-------- SOURCE EXTRACT --------
Chungking Express (Wong Kar-wai)

Femme fatale.

In the same year that Quentin Tarantino's "Pulp Fiction" has unexpectedly revolutionized an entire film culture, a film entitled "Chungking Express", directed by one of Tarantino's film heroes, Wong Kar-wai, came forth with a similarly unique visual flair but on a wholly different emotional scale, and the rest, folks, is cinema history. With an imagery that resembles that of paintings created by the most turbulent-minded of artists and with an emotional center that seems so innocent yet so knowing, the film is a stimulating reminder of how nice it is to live and, more importantly, to love. Well, and also maybe some hints of how lovely it really is to eat (the film, after all, is filled with endless shots of food). 
     
Shot mostly within the confines of a cheap but suggestively lucrative lunch shack named "Midnight Express", the film chronicles, in achingly beautiful sounds and colors, the story of two lovelorn police officers, Cop 223 (Takeshi Kaneshiro) and Cop 663 (Tony Leung Chiu Wai), and how they painfully (and humorously) cope up with their romantic grief via their own personal idiosyncrasies. The first, a mid-twenties officer, is so pained by the estrangement of a certain girlfriend named May that he decides to buy a can of pineapple every single night until it piles up to 30. But the catch is that he only buys the ones that have an expiry date of May 1 (his birthday) so that when the said date finally comes and 'May' is still not back in his arms, it's only then that he can arrive at the conclusion that she really doesn't want him anymore, and that those fast-expiring pineapples need some desperate eating. 

The second one, an officer literally living beside the airport, is silently devastated when her stewardess of a girlfriend has suddenly left him alone, needy and slightly schizophrenic, as he begins to talk to his stuff toys, console his towels and scold his soaps, among others. 
     
But with utter disconnect, naturally, also comes a chance to connect anew. First, there's the mysterious, blond-wigged woman (Brigitte Lin), possibly a high-class low-life who has caught 223's love-hungry eyes. And then there's the infinitely quirkier Faye (Faye Wong), a short-haired young woman who's got this idiosyncratic affinity with the song "California Dreamin'". By emotionally patching these characters together to cope up with an increasingly apathetic Metropolitan existence with all their personal frustrations, vulnerabilities and imperfections intact, Wong Kar-wai has cleverly toned down "Chungking Express'" potentially overbearing angle on love to the point that the film itself is not anymore a dual tale of love but simply, in itself, a mere cinematic slice of life.
-------- LISTED RECORDS --------
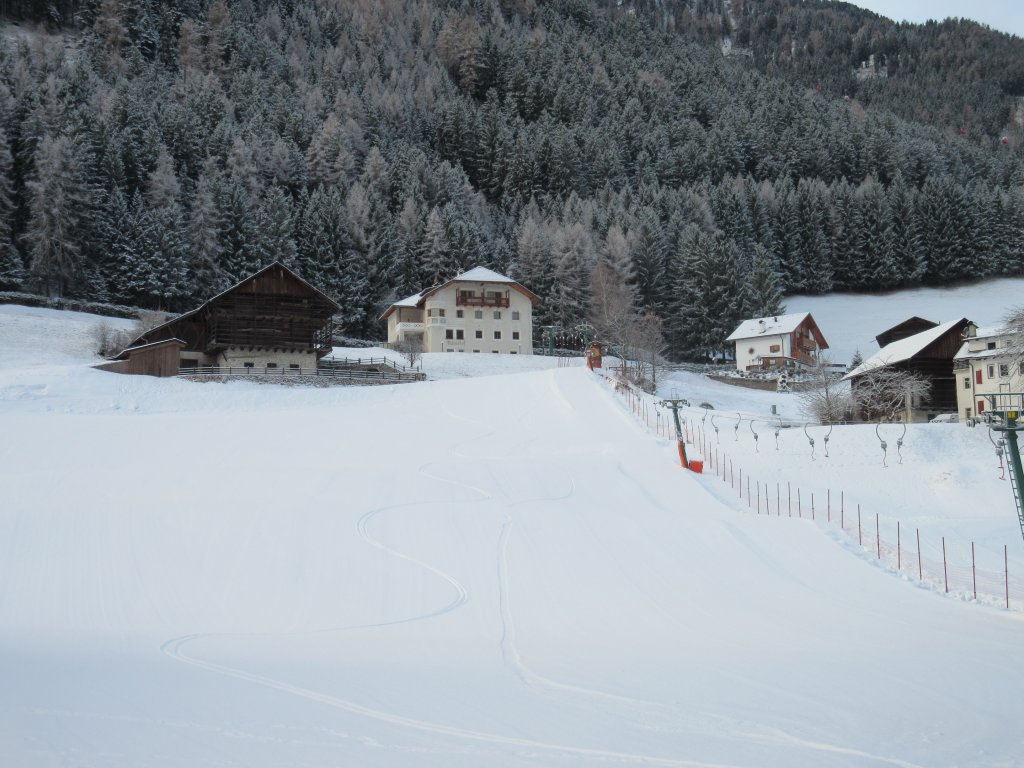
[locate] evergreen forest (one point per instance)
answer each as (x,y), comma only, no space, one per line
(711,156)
--------
-------- LISTED RECORDS --------
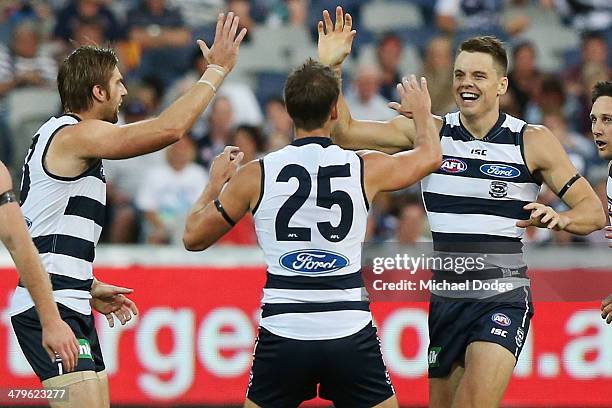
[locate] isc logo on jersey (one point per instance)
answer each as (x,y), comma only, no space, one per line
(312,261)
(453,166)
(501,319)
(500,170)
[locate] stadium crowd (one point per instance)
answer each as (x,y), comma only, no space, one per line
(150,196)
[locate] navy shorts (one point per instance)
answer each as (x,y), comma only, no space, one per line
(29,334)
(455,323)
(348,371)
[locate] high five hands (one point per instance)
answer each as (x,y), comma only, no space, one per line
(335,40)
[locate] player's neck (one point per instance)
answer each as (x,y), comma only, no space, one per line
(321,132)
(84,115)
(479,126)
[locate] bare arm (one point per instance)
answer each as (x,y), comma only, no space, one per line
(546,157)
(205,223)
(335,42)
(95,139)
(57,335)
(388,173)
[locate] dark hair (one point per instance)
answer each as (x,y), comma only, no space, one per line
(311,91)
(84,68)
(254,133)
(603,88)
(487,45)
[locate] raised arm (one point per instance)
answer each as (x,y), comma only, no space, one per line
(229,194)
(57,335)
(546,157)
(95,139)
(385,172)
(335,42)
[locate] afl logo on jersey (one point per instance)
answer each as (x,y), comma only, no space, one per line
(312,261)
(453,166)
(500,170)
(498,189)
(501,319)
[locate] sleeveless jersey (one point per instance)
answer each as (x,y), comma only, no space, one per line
--------
-------- LISTED RECORDS --------
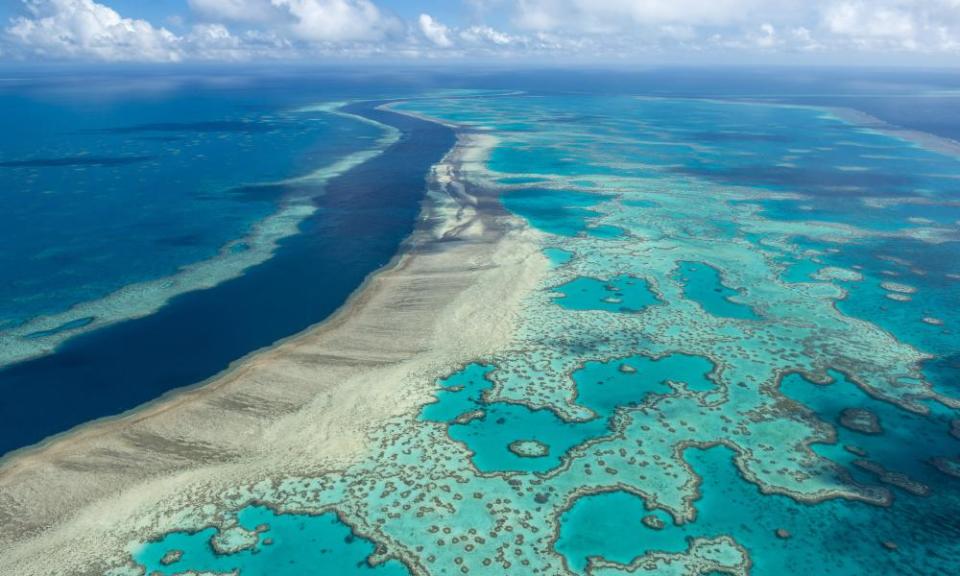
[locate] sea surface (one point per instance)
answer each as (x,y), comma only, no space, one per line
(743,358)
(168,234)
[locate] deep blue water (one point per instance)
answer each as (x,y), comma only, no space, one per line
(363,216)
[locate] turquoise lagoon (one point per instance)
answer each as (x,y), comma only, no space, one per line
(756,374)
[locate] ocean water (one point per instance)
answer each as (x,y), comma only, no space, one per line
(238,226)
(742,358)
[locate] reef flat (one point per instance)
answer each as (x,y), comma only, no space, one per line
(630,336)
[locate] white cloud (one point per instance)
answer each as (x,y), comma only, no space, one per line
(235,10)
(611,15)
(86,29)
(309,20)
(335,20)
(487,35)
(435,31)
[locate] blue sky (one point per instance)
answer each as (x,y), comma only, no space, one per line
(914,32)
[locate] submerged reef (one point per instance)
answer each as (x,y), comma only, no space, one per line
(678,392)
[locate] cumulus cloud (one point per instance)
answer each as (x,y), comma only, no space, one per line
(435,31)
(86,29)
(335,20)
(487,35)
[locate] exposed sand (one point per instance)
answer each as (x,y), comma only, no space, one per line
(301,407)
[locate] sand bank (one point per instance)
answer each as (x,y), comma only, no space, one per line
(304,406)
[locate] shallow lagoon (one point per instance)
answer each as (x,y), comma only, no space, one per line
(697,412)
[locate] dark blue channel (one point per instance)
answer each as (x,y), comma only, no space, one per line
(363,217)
--------
- **YOUR TASK**
Please say, from the Chungking Express review, what expiry date the cans of pineapple that Cop 223 buys must carry.

- **ANSWER TO THIS EXERCISE**
May 1, his birthday.